* **Problem**:
Each line below with the string "test" should be copied.
⟨
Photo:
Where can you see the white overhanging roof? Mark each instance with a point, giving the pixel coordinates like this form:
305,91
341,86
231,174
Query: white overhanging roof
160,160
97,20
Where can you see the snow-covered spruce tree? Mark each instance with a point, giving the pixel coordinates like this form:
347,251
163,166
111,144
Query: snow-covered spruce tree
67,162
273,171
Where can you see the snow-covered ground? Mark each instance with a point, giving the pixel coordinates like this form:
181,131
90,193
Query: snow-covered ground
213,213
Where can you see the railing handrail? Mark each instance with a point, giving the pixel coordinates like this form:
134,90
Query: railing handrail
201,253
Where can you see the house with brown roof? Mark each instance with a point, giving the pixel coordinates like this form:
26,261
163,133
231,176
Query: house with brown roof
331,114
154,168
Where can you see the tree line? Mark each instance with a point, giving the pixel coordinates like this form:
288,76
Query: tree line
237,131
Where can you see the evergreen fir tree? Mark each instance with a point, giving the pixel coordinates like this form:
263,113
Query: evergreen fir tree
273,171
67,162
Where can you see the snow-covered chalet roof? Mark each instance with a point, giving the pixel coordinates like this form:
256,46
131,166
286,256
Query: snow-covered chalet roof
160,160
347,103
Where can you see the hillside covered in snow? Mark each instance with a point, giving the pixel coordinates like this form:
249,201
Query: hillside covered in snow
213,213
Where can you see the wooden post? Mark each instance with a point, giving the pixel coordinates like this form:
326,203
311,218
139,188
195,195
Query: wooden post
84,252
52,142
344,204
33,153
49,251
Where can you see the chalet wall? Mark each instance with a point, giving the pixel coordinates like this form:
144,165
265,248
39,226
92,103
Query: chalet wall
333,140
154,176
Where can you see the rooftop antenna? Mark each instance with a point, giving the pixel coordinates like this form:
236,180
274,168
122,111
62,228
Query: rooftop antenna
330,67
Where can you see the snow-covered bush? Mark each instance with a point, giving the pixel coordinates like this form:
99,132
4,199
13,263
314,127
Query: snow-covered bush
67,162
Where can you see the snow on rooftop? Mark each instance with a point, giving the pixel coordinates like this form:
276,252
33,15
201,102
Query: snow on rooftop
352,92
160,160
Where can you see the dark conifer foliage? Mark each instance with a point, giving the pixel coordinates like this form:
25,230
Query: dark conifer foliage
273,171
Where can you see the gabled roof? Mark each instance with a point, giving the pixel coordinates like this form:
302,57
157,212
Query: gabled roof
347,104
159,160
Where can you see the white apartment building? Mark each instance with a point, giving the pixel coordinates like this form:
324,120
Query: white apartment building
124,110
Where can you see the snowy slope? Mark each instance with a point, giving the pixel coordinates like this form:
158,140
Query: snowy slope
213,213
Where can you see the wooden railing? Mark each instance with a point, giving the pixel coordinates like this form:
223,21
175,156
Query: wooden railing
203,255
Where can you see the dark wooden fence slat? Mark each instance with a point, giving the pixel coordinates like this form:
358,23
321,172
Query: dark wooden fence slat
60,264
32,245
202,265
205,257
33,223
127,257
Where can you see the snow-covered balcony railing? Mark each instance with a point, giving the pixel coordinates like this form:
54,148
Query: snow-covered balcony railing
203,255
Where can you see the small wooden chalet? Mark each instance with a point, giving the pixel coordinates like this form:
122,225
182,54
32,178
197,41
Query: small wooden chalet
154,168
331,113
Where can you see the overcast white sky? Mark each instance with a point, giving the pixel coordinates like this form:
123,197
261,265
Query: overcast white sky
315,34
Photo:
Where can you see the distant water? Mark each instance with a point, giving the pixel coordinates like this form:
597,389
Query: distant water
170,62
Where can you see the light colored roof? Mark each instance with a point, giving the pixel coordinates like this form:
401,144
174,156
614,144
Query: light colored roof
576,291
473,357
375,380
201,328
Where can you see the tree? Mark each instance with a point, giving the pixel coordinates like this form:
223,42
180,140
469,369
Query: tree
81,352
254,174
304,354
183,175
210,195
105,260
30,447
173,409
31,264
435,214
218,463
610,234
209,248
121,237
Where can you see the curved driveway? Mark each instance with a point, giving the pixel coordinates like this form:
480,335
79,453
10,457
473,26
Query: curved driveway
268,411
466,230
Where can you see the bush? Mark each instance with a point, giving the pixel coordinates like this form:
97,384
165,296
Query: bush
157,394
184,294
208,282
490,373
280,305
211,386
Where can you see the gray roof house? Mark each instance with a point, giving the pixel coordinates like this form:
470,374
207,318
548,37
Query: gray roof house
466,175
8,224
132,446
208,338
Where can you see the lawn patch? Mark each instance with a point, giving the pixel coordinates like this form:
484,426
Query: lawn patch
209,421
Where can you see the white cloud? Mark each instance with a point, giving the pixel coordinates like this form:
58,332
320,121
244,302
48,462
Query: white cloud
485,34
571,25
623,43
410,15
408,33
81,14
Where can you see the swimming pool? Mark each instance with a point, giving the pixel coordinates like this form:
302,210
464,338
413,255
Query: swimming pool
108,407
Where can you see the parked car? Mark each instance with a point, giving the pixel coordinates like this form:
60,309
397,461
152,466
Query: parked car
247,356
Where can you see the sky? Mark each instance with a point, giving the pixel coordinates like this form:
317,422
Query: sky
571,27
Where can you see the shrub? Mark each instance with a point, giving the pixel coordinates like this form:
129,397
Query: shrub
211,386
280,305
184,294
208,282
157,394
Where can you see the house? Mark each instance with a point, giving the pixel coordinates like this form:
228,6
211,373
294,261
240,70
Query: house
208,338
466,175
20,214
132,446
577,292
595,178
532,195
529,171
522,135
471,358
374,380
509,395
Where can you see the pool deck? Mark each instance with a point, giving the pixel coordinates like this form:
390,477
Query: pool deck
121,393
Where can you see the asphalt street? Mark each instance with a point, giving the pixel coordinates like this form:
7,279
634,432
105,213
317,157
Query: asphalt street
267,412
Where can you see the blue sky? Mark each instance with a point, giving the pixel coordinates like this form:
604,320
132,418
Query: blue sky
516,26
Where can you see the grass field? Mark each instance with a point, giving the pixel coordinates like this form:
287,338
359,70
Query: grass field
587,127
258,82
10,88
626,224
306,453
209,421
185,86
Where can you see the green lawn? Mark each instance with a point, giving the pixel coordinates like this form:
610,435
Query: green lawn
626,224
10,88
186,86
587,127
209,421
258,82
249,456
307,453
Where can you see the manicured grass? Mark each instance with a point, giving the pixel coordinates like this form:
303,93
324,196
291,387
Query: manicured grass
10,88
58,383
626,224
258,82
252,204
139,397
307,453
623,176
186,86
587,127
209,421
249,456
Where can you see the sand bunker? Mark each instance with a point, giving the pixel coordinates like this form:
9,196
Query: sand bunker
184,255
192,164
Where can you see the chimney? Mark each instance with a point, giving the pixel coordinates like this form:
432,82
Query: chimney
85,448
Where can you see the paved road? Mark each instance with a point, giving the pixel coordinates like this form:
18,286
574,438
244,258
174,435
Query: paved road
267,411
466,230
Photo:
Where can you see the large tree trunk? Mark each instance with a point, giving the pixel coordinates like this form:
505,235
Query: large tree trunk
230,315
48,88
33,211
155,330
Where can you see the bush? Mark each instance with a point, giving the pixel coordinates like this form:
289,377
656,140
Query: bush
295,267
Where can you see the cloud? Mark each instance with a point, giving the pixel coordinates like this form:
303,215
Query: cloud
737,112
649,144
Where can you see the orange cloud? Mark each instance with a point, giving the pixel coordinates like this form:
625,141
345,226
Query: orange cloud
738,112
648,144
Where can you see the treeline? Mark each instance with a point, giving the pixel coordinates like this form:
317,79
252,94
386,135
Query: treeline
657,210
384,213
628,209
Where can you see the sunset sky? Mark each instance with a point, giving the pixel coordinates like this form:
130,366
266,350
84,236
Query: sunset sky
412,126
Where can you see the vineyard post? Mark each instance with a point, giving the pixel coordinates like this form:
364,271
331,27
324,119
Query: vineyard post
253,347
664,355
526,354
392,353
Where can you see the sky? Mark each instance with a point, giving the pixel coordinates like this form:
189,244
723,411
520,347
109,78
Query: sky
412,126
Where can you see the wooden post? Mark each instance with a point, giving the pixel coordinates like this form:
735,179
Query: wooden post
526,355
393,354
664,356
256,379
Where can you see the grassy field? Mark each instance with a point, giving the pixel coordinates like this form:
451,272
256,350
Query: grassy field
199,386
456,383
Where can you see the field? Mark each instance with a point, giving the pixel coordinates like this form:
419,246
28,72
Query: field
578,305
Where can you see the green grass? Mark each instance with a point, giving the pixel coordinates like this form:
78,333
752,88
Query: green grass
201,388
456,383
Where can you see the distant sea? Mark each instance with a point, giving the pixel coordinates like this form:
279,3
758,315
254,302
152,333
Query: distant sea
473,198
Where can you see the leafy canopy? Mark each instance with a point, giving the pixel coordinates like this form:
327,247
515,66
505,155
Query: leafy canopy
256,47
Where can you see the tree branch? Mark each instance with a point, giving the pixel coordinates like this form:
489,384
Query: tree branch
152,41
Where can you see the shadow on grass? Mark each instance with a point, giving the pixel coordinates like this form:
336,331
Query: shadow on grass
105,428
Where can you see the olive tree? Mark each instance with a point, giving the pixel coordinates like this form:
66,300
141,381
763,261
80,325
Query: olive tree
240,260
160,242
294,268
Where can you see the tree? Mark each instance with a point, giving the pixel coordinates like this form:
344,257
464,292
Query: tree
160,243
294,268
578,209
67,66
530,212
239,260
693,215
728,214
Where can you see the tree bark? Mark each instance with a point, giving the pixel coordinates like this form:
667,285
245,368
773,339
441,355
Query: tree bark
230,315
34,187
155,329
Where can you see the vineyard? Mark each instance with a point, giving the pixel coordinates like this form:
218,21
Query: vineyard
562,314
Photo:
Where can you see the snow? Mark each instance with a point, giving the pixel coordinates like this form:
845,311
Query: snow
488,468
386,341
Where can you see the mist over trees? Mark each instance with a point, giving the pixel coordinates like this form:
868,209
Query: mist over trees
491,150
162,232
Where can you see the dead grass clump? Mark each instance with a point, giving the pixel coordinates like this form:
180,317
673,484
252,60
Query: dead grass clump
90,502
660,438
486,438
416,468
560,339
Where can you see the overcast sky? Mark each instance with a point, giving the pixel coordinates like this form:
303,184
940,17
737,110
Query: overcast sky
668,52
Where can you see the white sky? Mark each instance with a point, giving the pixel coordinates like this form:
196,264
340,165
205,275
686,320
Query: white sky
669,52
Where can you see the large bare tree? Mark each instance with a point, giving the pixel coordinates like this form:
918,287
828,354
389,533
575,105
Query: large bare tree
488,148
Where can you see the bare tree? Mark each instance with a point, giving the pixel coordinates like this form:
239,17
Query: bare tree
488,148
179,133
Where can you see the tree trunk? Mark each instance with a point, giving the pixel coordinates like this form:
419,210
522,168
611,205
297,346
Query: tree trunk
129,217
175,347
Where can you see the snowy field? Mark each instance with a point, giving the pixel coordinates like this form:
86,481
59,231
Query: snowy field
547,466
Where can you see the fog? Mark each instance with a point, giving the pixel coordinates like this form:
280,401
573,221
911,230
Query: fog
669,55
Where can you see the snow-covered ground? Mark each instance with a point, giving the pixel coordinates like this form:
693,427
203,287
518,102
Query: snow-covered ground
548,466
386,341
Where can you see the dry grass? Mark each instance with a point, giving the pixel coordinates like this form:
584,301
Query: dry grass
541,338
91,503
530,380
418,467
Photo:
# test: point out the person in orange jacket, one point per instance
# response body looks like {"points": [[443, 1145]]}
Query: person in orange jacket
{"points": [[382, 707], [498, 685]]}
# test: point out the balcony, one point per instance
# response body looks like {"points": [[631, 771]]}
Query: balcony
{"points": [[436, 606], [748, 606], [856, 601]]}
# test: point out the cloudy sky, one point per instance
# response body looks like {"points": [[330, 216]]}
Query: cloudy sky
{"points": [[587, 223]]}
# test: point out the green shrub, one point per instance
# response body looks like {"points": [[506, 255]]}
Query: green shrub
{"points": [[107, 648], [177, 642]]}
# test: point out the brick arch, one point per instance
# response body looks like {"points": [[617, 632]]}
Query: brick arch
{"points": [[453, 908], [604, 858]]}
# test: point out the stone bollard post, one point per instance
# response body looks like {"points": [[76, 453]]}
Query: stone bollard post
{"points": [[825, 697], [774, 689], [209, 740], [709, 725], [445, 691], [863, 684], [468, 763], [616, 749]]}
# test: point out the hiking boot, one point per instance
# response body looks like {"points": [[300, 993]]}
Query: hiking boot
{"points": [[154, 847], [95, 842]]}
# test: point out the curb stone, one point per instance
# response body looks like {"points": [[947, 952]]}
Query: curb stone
⟩
* **Answer section**:
# test: point out the person in orange jacket, one point per instance
# test: point out the balcony, one point per instance
# test: point out the cloudy sky, one point per instance
# test: point out the green shrub, one point per instance
# test: point out the brick arch, one point per instance
# test: point out the stone bollard post, one point per instance
# test: point out the hiking boot, one point per instance
# test: point out the curb stone, one point per instance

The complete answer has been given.